**Directions for this task:** Rewrite the items from the start through the line containing "box: [396, 375, 812, 683]", replacing "clicks" with "points" and leaving everything else unchanged; give only those lines and omit the pictures.

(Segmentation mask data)
|---|

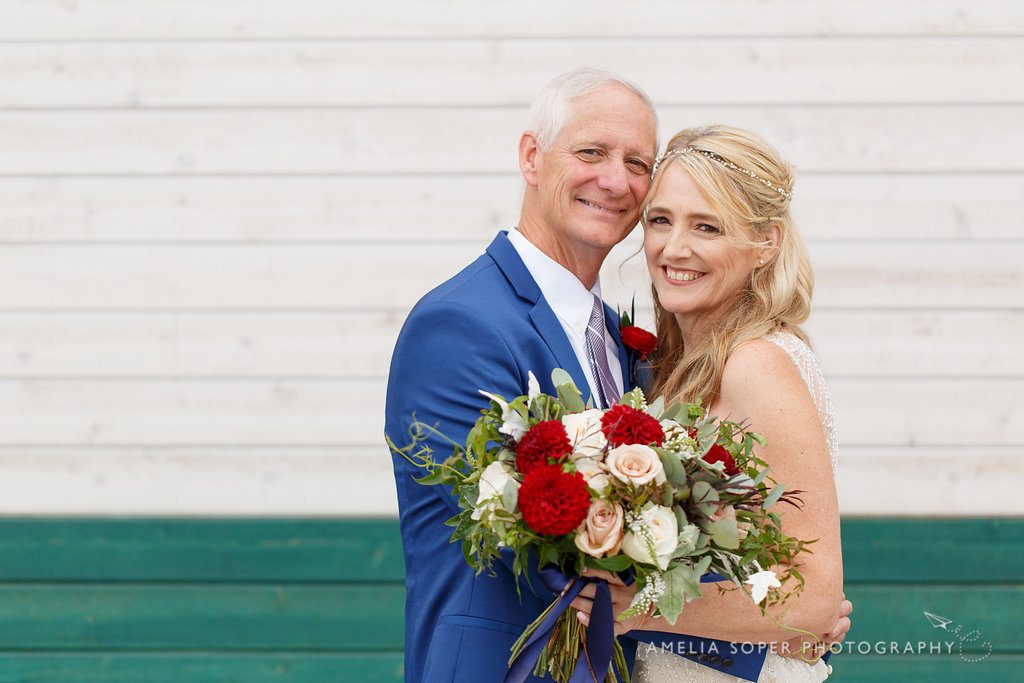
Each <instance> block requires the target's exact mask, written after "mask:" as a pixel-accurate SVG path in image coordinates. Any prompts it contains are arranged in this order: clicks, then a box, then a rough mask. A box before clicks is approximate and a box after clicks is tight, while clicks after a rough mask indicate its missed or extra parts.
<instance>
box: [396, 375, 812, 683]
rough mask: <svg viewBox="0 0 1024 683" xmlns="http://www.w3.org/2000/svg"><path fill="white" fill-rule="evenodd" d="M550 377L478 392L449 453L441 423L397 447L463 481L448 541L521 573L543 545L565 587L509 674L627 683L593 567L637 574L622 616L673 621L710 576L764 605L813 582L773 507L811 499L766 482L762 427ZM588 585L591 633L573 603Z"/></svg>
mask: <svg viewBox="0 0 1024 683" xmlns="http://www.w3.org/2000/svg"><path fill="white" fill-rule="evenodd" d="M552 380H553V383H554V385H555V386H556V387H557V396H551V395H547V394H543V393H541V391H540V388H539V384H538V382H537V380H536V378H535V377H534V376H532V374H530V376H529V393H528V394H527V395H525V396H516V397H513V398H511V399H510V400H506V399H505V398H504V397H502V396H498V395H495V394H490V393H487V392H485V391H481V392H480V393H481V394H483V395H484V396H486V397H487V398H489V399H490V404H489V407H488V408H487V409H486V410H483V411H482V415H481V417H480V419H479V420H477V422H476V424H475V426H474V427H473V429H472V430H471V431H470V433H469V436H468V438H467V440H466V443H465V445H463V444H454V445H455V449H454V455H452V456H451V457H450V458H447V459H446V460H444V461H442V462H438V461H436V460H435V459H434V458H433V454H432V453H431V452H430V450H429V449H427V447H426V446H423V445H422V440H423V437H424V436H425V435H426V433H427V432H428V431H431V430H432V428H431V427H430V426H429V425H425V424H423V423H418V422H414V424H413V427H412V429H411V432H412V435H413V440H412V443H411V444H410V445H408V446H406V447H404V449H398V447H397V446H395V445H394V444H393V443H391V447H392V449H393V450H394V451H395V452H396V453H399V454H400V455H401V456H403V457H406V458H407V459H409V460H410V461H411V462H413V463H414V464H415V465H417V466H418V467H420V468H422V469H423V470H424V471H425V474H424V476H423V477H422V478H419V479H417V480H418V481H419V482H420V483H423V484H447V485H451V486H452V487H453V490H454V494H455V496H456V498H457V500H458V502H459V506H460V507H461V508H462V511H461V512H460V513H459V514H457V515H456V516H455V517H453V518H452V519H450V520H449V521H447V522H446V523H447V524H449V525H451V526H453V527H454V529H455V530H454V532H453V535H452V541H453V542H461V544H462V549H463V554H464V555H465V558H466V561H467V562H468V563H469V564H470V565H471V566H472V567H473V568H474V569H475V570H476V571H477V572H478V573H479V572H481V571H483V570H485V569H488V568H489V567H490V565H492V563H493V562H494V560H495V559H497V558H498V557H499V555H500V554H501V553H502V552H507V553H511V554H512V557H513V570H514V571H515V573H516V574H517V575H523V574H524V573H525V568H526V566H527V558H528V555H529V554H534V555H535V556H536V558H537V560H538V565H539V566H541V567H543V568H542V569H541V574H542V579H544V581H545V583H546V584H548V585H549V588H552V589H553V590H554V592H555V593H559V592H560V595H559V598H558V599H557V600H556V601H555V602H554V603H552V605H551V606H549V608H548V609H547V610H546V611H545V612H544V613H542V614H541V615H540V616H538V618H537V621H535V622H534V624H531V625H530V626H529V627H527V629H526V631H525V632H524V633H523V634H522V636H521V637H520V638H519V640H518V641H517V642H516V643H515V645H514V646H513V649H512V657H511V659H510V667H512V670H513V671H516V670H518V672H519V674H516V675H514V676H511V677H510V678H511V679H513V680H521V677H522V678H524V677H525V675H526V674H528V672H529V671H530V670H532V671H534V673H535V674H537V675H544V674H545V673H550V674H551V676H552V677H553V678H554V680H555V681H559V682H565V681H568V680H569V679H570V678H571V677H572V675H573V672H574V671H575V670H577V666H578V664H579V665H580V666H582V667H583V666H585V667H589V668H590V677H589V678H588V680H594V681H600V680H605V681H612V682H613V681H615V673H614V671H615V670H617V671H618V673H620V675H621V676H622V678H623V680H627V681H628V680H629V672H628V671H627V667H626V663H625V657H624V656H623V652H622V649H621V646H620V645H618V643H617V641H615V640H614V638H613V635H612V629H613V625H612V623H611V615H610V611H611V608H610V601H609V599H608V593H607V587H606V585H605V584H604V583H603V582H600V581H599V580H590V579H580V578H579V577H580V572H581V571H582V570H583V568H584V567H591V568H596V569H604V570H608V571H613V572H618V575H620V577H622V578H623V579H624V580H625V581H627V583H628V582H629V581H635V582H636V584H637V592H636V597H635V599H634V601H633V604H632V605H631V606H630V607H629V608H628V609H627V610H626V611H625V612H624V613H623V614H620V615H618V618H626V617H629V616H633V615H636V614H638V613H641V612H647V611H651V613H652V614H654V615H660V616H663V617H665V618H666V620H667V621H669V622H670V623H673V624H674V623H675V622H676V618H677V617H678V616H679V614H680V612H681V611H682V609H683V606H684V604H685V603H687V602H689V601H691V600H694V599H696V598H699V597H700V583H701V578H702V577H705V579H706V581H707V579H708V578H707V574H709V573H714V574H719V575H718V577H714V578H713V580H716V581H727V582H731V583H732V584H733V585H734V586H735V587H737V588H739V589H741V590H744V591H746V592H748V593H750V594H751V596H752V598H753V600H754V601H755V602H757V603H760V604H761V605H762V608H764V607H766V606H768V605H770V604H776V603H781V602H783V601H784V600H785V599H786V598H787V597H788V596H791V595H793V594H794V593H796V592H797V591H799V590H800V589H801V588H802V587H803V578H802V577H801V575H800V573H799V571H798V570H797V569H796V568H795V567H794V560H795V558H796V556H797V555H798V554H799V553H800V552H801V551H802V550H803V549H804V546H805V545H807V542H804V541H800V540H798V539H794V538H791V537H787V536H785V535H784V533H783V532H782V530H781V527H780V520H779V516H778V515H777V514H775V513H773V512H769V511H768V509H769V508H770V507H771V506H772V505H773V504H774V503H776V502H778V501H780V500H781V501H784V502H787V503H790V504H793V505H799V504H800V499H799V498H797V497H796V496H797V495H798V494H800V493H801V492H791V493H785V490H784V488H783V487H782V485H781V484H778V483H777V482H774V481H773V480H772V479H771V478H770V477H769V476H768V474H769V469H768V467H767V465H766V463H765V462H764V461H762V460H759V459H758V457H757V455H756V454H755V446H756V445H757V444H763V439H762V437H761V436H760V435H758V434H756V433H754V432H752V431H748V430H746V429H745V428H744V427H743V426H742V425H740V424H737V423H735V422H729V421H718V420H716V419H715V418H713V417H710V416H708V415H707V414H706V412H705V411H703V410H702V409H701V407H700V405H699V404H698V403H688V404H687V403H675V404H671V405H666V403H665V401H664V400H663V399H657V400H655V401H653V402H651V403H648V402H647V400H646V398H645V396H644V394H643V392H642V391H641V390H640V389H634V390H633V391H630V392H628V393H626V394H625V395H624V396H623V397H622V399H621V401H620V403H618V404H616V405H614V407H612V408H610V409H608V410H605V411H601V410H596V409H593V408H590V407H589V405H586V404H585V403H584V401H583V398H582V396H581V393H580V390H579V389H578V388H577V387H575V385H574V384H573V383H572V380H571V378H570V377H569V375H568V374H567V373H565V372H564V371H562V370H556V371H555V372H554V373H553V374H552ZM389 443H390V441H389ZM775 566H782V567H786V568H785V569H784V570H783V571H782V574H781V575H776V573H775V572H774V571H769V570H765V569H763V567H775ZM592 581H596V583H597V584H598V586H597V596H596V599H595V607H594V613H593V614H592V615H591V622H590V627H589V628H588V627H585V626H583V625H582V624H581V623H580V621H579V620H578V618H577V617H575V614H574V610H573V609H572V608H570V607H569V603H570V602H571V601H572V599H573V598H574V597H575V596H577V595H578V594H579V593H580V590H581V589H582V588H583V586H584V585H585V583H588V582H592ZM782 586H785V587H786V589H785V590H774V591H770V592H769V589H770V588H775V589H782ZM602 605H604V606H603V607H602ZM599 608H600V609H599ZM602 610H603V612H602V613H599V611H602ZM588 632H591V633H588ZM595 632H597V633H595ZM581 654H583V655H584V656H583V657H581ZM506 680H510V679H506Z"/></svg>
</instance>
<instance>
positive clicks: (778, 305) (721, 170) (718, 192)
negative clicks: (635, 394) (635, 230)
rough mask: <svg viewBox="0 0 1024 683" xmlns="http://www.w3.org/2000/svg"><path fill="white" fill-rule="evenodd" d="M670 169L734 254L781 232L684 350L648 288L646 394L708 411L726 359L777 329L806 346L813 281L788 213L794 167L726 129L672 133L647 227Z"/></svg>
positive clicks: (658, 304)
mask: <svg viewBox="0 0 1024 683" xmlns="http://www.w3.org/2000/svg"><path fill="white" fill-rule="evenodd" d="M672 164H678V165H679V166H680V167H682V168H683V169H684V170H685V171H686V172H687V173H688V174H689V175H690V177H691V178H692V179H693V182H694V184H696V186H697V187H698V188H699V190H700V193H701V194H702V195H703V197H705V199H706V200H707V202H708V203H709V205H711V207H712V208H713V209H714V211H715V213H716V215H717V216H718V217H719V218H720V220H722V221H723V222H724V225H723V232H724V236H723V237H724V239H728V240H730V241H732V242H733V243H734V244H735V245H736V246H737V247H738V248H743V249H757V248H764V242H765V240H766V239H767V236H768V230H769V229H770V228H771V226H773V225H777V226H778V227H779V232H780V239H779V241H778V248H777V251H775V252H774V257H773V258H770V259H769V260H768V261H767V262H766V263H765V264H764V265H759V266H757V267H755V268H754V270H753V271H752V273H751V279H750V282H749V284H748V286H746V287H745V288H743V289H742V290H740V291H739V292H737V293H736V294H735V295H734V296H733V297H731V298H730V299H729V300H727V301H726V302H725V303H724V304H723V305H722V306H721V308H719V309H718V310H717V311H715V313H714V321H710V322H709V323H710V325H708V333H707V334H705V335H702V336H701V337H700V338H699V339H697V340H695V341H693V340H691V343H690V345H689V346H686V345H684V344H683V336H682V333H681V332H680V330H679V326H678V324H677V323H676V318H675V315H674V314H673V313H671V312H669V311H667V310H665V309H664V308H663V307H662V304H660V301H659V300H658V298H657V291H656V290H655V289H654V288H653V287H652V288H651V290H652V296H653V299H654V317H655V322H656V326H657V338H658V350H657V355H656V358H655V360H654V366H653V385H652V387H651V393H652V395H663V396H665V397H666V398H668V399H683V400H696V399H700V400H701V401H702V402H703V403H705V405H711V404H712V403H714V402H715V401H716V400H717V399H718V397H719V394H720V391H721V387H722V374H723V371H724V369H725V361H726V359H727V358H728V357H729V354H730V353H731V352H732V351H733V350H734V349H735V348H736V347H738V346H739V345H740V344H742V343H744V342H748V341H751V340H754V339H760V338H761V337H764V336H765V335H768V334H771V333H773V332H777V331H779V330H783V329H784V330H787V331H788V332H792V333H793V334H796V335H797V336H798V337H800V338H801V339H802V340H804V341H805V342H807V341H808V339H807V335H806V334H805V333H804V331H803V330H802V329H801V327H800V326H801V325H802V324H803V323H804V322H805V321H807V317H808V315H809V314H810V311H811V295H812V292H813V289H814V275H813V272H812V271H811V264H810V258H809V257H808V254H807V247H806V245H805V244H804V240H803V238H802V237H801V234H800V232H799V231H798V230H797V226H796V224H795V223H794V221H793V218H792V216H791V214H790V199H791V198H792V196H793V195H792V193H793V175H794V173H793V168H792V167H791V166H790V165H788V164H787V163H785V162H784V161H783V160H782V159H781V158H780V157H779V155H778V152H776V151H775V148H774V147H773V146H771V145H770V144H769V143H768V142H766V141H765V140H763V139H762V138H761V137H759V136H758V135H755V134H754V133H751V132H749V131H745V130H741V129H739V128H732V127H729V126H707V127H700V128H687V129H686V130H682V131H680V132H679V133H677V134H676V135H675V136H674V137H673V138H672V139H671V140H670V141H669V145H668V147H667V148H666V153H665V155H664V157H663V162H662V163H660V164H659V165H658V167H657V169H656V171H655V173H654V177H653V179H652V180H651V185H650V190H649V191H648V194H647V199H646V201H645V202H644V204H643V206H642V208H641V222H642V223H643V224H644V226H645V227H646V223H647V207H648V206H649V203H650V201H651V198H652V197H653V196H654V194H655V193H656V191H657V188H658V185H659V184H660V180H662V178H663V177H664V174H665V169H666V168H668V167H669V166H670V165H672ZM730 164H731V165H734V166H735V167H736V168H732V167H731V166H730ZM737 169H742V170H743V171H749V172H750V173H752V174H753V175H754V176H756V177H752V176H751V175H750V174H748V173H743V172H742V171H740V170H737ZM769 182H770V183H771V185H769V184H767V183H769ZM778 188H782V189H783V190H784V194H783V193H781V191H779V190H778Z"/></svg>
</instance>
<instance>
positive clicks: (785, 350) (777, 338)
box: [765, 332, 839, 474]
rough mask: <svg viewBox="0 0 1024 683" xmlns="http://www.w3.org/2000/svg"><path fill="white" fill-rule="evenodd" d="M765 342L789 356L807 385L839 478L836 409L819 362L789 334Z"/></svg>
mask: <svg viewBox="0 0 1024 683" xmlns="http://www.w3.org/2000/svg"><path fill="white" fill-rule="evenodd" d="M765 340H766V341H769V342H771V343H772V344H774V345H775V346H778V347H779V348H780V349H782V350H783V351H785V353H786V355H788V356H790V358H791V359H792V360H793V362H794V365H795V366H797V370H799V371H800V376H801V377H802V378H803V380H804V384H805V385H807V391H808V392H809V393H810V394H811V400H813V401H814V408H815V409H817V412H818V418H819V419H820V420H821V427H822V428H823V429H824V432H825V444H826V445H827V446H828V459H829V461H831V466H833V474H839V439H838V438H837V437H836V412H835V409H833V402H831V395H830V394H829V393H828V387H827V386H826V385H825V378H824V375H823V374H822V372H821V366H820V365H818V358H817V356H816V355H815V354H814V351H812V350H811V347H810V346H808V345H807V344H806V343H804V341H803V340H802V339H800V338H799V337H797V336H796V335H792V334H790V333H788V332H773V333H772V334H770V335H768V336H766V337H765Z"/></svg>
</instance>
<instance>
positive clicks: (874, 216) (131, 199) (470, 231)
mask: <svg viewBox="0 0 1024 683" xmlns="http://www.w3.org/2000/svg"><path fill="white" fill-rule="evenodd" d="M510 171H511V169H510ZM521 194H522V180H521V178H520V177H519V175H518V173H515V172H509V173H506V174H502V175H495V176H472V175H463V176H441V177H434V176H430V175H422V176H399V177H393V178H388V179H386V180H383V179H381V178H376V177H371V178H362V177H357V176H339V177H332V178H318V177H294V176H276V177H267V178H259V177H257V178H250V177H220V178H210V177H159V178H151V177H117V178H77V177H51V178H16V177H6V178H0V206H3V207H4V210H3V212H0V242H22V243H34V242H39V243H51V242H88V243H92V244H96V243H103V242H130V243H136V242H137V243H165V242H175V243H177V242H274V243H278V242H284V243H289V242H307V241H312V242H344V243H359V242H371V243H381V244H384V243H401V242H404V241H410V240H413V241H422V240H424V239H425V238H426V237H427V236H429V238H430V240H431V241H436V242H438V243H440V242H453V241H462V242H473V243H476V242H478V241H480V240H486V239H487V238H489V237H490V236H493V234H494V232H495V231H496V230H498V228H500V227H508V226H511V225H514V224H515V223H516V221H517V220H518V217H519V205H520V203H521ZM395 197H400V198H402V201H401V202H395V201H393V200H394V198H395ZM794 213H795V215H796V217H797V222H798V224H799V225H800V228H801V231H802V232H803V233H804V236H805V237H806V238H807V239H808V240H809V241H811V242H830V241H847V242H871V241H877V240H880V241H887V242H890V241H893V240H894V239H898V240H900V241H904V240H922V241H945V240H956V241H984V240H998V241H1019V240H1021V239H1022V236H1024V174H1020V175H992V174H989V175H985V174H981V175H965V174H951V175H891V174H890V175H887V174H849V175H848V174H843V175H821V174H814V173H807V172H805V169H803V168H800V169H798V175H797V199H796V200H795V202H794ZM867 216H870V217H871V218H870V219H869V220H865V217H867ZM385 225H386V226H387V228H386V229H381V226H385Z"/></svg>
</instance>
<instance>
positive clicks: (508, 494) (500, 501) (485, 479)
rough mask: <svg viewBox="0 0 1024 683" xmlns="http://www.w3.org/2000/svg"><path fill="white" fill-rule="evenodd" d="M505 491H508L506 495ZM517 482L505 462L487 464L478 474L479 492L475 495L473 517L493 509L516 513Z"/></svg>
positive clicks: (507, 491) (517, 502)
mask: <svg viewBox="0 0 1024 683" xmlns="http://www.w3.org/2000/svg"><path fill="white" fill-rule="evenodd" d="M506 492H509V493H508V495H506ZM506 496H507V497H508V498H509V503H510V504H511V505H510V506H509V507H510V508H511V509H507V508H506V506H505V498H506ZM518 499H519V482H518V481H516V480H515V478H514V477H513V476H512V470H511V469H510V468H509V466H508V465H506V464H505V463H501V462H498V461H495V462H493V463H490V464H489V465H487V467H486V468H485V469H484V470H483V473H482V474H480V483H479V493H478V494H477V495H476V507H475V508H474V509H473V514H472V515H471V516H472V518H473V519H480V518H481V517H482V516H483V513H485V512H486V513H490V512H494V511H495V510H505V511H506V512H511V513H513V514H514V513H516V512H517V511H518V507H519V506H518V503H519V500H518Z"/></svg>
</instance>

|---|

**Task solution:**
Each <instance> block requires the target's exact mask, written after "mask:" as a pixel-accurate SVG path in image coordinates. Any prompts it contains are arranged in this order: points, then a box, then a rough mask. A box before points is approximate and a box after points is tight, while points after a rough mask indicate its missed or extra parts.
<instance>
box: [396, 375, 812, 683]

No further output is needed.